Your goal —
Nothing more is wanted than an exact repeat of the data below.

Start of Input data

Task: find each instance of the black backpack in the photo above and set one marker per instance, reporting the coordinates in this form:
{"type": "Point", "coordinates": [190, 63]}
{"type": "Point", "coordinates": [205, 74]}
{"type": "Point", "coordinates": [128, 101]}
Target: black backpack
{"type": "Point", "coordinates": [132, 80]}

End of Input data

Solution to this exercise —
Task: find each instance of the black backpack in the photo above and set one marker per instance, reporting the coordinates in this form:
{"type": "Point", "coordinates": [190, 63]}
{"type": "Point", "coordinates": [205, 74]}
{"type": "Point", "coordinates": [128, 101]}
Target: black backpack
{"type": "Point", "coordinates": [132, 80]}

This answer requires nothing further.